### EXTRACT
• • • • • • •

Sunday, March 2, 2014

Blog Assignment #7

     For this blog assignment, I had the opportunity to watch an inspiring lecture by Randy Pausch, a former Carnegie Mellon professor. He talks about each of his childhood dreams, and how he was able to achieve many of them! Dr. Strange asked us to think about what we could learn about teaching and learning from Pausch's last lecture, and I can say I definitely feel inspired after watching this video. Pausch's attitude, and his outlook on life are something to admire.
     In part of his lecture, Pausch talks about how he gave his students the opportunity to create a project, and how they blew him away with their work. He said they had done enough work in this one project alone that he would've felt comfortable giving them an "A" for the entire semester. When he went to one of his colleagues for advice on what to do for the rest of the projects, since his students had exceeded his expectations nearly beyond belief, his friend told him to tell his students that he knew they could do better, and expected them to achieve more the next time around! One of the greatest things that I took away from Pausch's lecture is that you shouldn't do your students a disservice by setting the bar too low for them. If we set low expectations because we believe that's the only effort that our students are going to put in, we are limiting them. By believing that they can and will achieve great things, we are setting them up for success; and by giving them this, we are giving them the opportunity to blow us away with what they can do.

• • • • • • •

### MATERIAL SUPPLIED
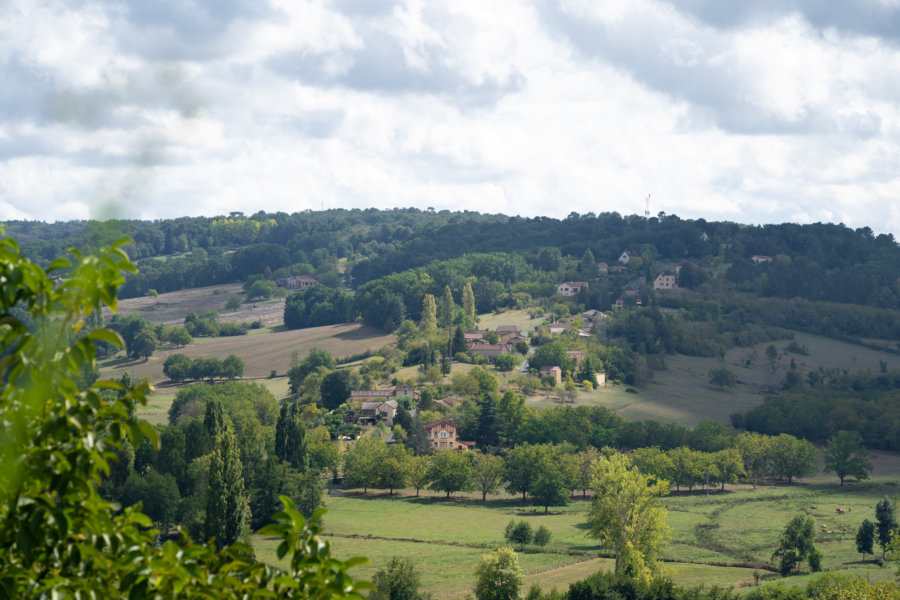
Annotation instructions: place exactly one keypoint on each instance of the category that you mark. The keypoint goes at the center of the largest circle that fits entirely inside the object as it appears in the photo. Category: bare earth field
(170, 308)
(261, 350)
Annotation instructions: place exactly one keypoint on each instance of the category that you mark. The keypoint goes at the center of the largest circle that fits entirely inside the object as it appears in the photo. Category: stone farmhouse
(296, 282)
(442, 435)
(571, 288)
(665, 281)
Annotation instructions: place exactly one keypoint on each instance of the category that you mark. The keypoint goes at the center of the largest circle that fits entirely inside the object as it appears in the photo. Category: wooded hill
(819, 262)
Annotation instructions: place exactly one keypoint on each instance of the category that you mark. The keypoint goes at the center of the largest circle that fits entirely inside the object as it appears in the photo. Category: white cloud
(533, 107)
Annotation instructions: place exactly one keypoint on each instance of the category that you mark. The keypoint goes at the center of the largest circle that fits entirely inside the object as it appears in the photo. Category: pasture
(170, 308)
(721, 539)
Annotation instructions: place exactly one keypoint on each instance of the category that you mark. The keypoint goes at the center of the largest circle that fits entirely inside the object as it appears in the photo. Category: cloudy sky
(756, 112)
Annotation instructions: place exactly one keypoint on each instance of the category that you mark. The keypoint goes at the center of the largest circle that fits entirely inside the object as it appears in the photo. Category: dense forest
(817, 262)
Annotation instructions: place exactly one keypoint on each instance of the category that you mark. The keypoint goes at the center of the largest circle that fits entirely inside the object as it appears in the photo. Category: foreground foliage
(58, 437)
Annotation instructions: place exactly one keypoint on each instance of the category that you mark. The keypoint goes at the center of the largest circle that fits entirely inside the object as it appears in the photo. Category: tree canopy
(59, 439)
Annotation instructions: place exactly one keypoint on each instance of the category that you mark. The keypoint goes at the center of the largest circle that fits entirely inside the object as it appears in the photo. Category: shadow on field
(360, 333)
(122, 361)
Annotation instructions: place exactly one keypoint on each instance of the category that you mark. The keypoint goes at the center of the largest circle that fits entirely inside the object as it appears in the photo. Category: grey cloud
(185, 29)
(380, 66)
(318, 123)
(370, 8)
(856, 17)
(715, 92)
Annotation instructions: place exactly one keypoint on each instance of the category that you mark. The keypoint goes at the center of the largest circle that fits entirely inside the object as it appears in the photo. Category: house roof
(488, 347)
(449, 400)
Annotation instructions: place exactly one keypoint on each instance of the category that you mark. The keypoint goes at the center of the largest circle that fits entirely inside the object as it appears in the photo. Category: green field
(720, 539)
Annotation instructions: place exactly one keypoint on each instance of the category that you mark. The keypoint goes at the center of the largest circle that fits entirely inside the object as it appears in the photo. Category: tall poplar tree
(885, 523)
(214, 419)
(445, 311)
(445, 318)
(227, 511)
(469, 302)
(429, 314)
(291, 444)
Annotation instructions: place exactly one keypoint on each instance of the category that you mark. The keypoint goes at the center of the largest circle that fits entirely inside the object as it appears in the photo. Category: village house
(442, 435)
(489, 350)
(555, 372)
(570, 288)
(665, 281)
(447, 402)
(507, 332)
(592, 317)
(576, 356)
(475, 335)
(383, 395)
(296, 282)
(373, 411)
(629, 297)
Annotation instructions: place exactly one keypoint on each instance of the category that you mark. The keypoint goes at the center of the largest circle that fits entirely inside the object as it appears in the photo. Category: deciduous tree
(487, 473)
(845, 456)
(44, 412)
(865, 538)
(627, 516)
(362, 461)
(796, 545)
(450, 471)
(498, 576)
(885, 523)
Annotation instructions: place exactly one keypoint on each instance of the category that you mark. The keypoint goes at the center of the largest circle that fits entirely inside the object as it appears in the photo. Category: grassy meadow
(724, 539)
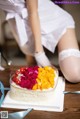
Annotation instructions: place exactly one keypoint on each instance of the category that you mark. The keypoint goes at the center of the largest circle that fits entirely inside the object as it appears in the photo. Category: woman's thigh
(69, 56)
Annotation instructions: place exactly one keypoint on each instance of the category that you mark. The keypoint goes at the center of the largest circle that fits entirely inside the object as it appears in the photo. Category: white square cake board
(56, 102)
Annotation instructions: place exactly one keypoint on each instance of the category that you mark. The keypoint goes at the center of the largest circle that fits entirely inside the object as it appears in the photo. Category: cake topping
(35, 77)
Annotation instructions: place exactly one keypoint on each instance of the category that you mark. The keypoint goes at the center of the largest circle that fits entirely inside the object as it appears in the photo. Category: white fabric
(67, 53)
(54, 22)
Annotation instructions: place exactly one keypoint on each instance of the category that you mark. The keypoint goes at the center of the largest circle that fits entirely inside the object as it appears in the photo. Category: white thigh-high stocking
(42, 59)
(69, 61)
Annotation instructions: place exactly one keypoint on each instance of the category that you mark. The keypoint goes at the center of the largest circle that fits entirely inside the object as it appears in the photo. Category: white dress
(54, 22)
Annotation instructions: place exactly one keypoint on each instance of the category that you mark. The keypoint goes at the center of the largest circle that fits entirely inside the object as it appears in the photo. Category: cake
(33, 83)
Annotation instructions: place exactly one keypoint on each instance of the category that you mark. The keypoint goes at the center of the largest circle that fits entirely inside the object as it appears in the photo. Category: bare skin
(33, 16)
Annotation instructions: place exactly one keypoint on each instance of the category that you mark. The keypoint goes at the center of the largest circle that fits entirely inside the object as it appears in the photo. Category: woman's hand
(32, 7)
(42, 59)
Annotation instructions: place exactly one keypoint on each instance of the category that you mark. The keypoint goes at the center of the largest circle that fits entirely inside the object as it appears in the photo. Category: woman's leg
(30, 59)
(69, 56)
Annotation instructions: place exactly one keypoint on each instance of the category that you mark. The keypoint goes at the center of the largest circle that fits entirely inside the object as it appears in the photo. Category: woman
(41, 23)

• • • • • • •

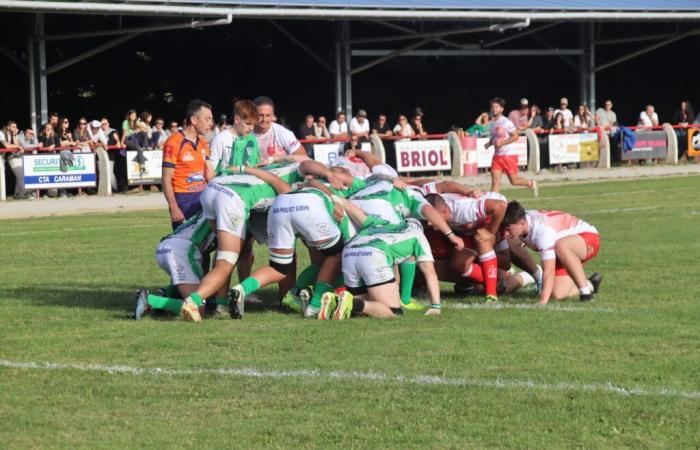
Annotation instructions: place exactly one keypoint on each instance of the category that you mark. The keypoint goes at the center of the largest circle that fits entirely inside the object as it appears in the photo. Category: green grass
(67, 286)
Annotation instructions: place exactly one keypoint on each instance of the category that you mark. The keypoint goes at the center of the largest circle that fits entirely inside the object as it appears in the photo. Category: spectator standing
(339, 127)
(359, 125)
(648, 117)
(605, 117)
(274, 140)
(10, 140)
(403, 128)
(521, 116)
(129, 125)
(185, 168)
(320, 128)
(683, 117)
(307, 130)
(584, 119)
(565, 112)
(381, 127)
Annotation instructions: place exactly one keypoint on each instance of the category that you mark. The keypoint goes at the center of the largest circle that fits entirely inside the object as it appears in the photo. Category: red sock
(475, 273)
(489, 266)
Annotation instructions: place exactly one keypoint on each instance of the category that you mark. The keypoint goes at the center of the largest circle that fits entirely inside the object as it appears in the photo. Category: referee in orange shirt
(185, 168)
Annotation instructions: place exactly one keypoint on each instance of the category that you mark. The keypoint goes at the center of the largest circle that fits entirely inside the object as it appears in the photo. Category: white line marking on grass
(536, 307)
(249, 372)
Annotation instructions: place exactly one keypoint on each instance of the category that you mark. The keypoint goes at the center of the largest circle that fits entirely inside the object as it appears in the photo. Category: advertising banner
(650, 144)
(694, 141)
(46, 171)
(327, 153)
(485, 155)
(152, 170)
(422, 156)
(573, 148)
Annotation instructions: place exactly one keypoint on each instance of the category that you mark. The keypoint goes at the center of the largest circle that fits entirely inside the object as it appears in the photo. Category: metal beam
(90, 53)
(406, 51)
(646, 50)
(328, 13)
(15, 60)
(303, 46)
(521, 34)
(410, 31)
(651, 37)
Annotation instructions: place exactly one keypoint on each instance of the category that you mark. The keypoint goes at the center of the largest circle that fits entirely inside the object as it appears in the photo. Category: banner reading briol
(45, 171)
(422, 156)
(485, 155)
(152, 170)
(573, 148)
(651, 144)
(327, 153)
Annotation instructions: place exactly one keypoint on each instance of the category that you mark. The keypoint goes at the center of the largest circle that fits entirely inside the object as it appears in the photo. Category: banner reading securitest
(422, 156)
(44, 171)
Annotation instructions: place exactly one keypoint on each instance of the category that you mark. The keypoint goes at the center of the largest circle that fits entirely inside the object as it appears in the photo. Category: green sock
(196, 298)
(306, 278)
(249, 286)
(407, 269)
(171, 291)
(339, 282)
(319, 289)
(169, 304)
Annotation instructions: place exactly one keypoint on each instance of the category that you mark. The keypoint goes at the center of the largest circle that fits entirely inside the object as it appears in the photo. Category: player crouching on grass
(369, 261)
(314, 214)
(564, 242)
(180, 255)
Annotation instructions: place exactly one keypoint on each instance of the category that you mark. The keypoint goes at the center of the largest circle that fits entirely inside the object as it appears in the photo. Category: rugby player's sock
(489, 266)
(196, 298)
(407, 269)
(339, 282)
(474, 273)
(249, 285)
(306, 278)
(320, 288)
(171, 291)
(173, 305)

• • • • • • •

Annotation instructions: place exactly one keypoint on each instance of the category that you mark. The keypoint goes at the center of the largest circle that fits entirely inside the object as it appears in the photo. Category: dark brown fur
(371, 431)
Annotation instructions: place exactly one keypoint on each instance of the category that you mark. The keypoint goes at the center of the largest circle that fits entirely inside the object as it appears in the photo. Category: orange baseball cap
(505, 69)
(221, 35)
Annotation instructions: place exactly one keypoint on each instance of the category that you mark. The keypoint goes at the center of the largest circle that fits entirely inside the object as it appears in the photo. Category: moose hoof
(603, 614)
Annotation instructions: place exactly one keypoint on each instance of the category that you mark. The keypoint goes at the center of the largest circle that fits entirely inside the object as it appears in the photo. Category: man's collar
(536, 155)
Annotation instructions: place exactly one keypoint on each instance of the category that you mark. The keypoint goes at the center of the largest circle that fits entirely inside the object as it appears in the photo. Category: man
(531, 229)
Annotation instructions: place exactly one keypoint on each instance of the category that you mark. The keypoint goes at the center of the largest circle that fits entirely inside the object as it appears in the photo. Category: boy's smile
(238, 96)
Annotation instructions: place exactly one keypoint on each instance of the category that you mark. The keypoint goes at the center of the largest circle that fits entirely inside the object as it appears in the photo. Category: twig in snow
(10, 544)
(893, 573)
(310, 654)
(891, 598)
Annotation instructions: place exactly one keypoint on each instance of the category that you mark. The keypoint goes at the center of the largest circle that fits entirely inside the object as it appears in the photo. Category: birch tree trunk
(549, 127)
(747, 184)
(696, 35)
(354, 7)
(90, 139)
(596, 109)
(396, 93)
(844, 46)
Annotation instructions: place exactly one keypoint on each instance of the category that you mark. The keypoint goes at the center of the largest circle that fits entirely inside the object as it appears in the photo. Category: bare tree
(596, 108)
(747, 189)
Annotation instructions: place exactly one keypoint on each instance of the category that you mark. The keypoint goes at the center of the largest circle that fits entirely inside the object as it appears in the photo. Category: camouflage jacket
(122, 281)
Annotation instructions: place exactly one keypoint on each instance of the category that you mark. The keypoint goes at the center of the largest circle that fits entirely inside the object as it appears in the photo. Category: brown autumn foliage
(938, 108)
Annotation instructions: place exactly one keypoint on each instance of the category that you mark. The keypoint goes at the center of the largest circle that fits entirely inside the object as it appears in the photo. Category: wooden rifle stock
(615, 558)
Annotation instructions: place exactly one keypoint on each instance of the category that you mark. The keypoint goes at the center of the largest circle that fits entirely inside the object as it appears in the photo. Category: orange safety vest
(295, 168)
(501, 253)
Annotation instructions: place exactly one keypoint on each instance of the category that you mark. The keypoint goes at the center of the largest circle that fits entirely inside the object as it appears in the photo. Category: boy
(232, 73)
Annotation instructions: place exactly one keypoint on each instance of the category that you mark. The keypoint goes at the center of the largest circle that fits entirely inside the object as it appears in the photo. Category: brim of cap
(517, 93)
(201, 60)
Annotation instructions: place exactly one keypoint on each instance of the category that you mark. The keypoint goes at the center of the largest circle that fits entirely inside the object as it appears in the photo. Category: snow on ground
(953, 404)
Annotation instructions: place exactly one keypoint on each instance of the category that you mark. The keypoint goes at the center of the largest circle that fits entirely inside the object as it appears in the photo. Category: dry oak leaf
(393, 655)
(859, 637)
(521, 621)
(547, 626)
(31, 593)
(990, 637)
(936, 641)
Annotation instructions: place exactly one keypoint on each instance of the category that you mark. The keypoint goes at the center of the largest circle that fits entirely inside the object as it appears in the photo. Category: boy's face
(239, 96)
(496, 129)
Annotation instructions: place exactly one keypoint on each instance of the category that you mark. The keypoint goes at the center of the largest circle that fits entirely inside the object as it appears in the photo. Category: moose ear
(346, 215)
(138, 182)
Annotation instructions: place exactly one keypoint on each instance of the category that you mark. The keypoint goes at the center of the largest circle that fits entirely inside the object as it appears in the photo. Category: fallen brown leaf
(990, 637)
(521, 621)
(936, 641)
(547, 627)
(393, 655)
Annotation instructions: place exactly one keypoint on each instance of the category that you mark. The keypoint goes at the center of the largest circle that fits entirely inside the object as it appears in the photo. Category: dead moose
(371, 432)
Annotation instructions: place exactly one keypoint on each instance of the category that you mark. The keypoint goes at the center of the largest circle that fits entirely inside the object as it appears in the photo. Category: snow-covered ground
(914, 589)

• • • • • • •

Reproduce the passage of the blog post above between "For this blog" and "something to admire.", inclusive.

### EXERCISE OUTPUT
For this blog assignment, I had the opportunity to watch an inspiring lecture by Randy Pausch, a former Carnegie Mellon professor. He talks about each of his childhood dreams, and how he was able to achieve many of them! Dr. Strange asked us to think about what we could learn about teaching and learning from Pausch's last lecture, and I can say I definitely feel inspired after watching this video. Pausch's attitude, and his outlook on life are something to admire.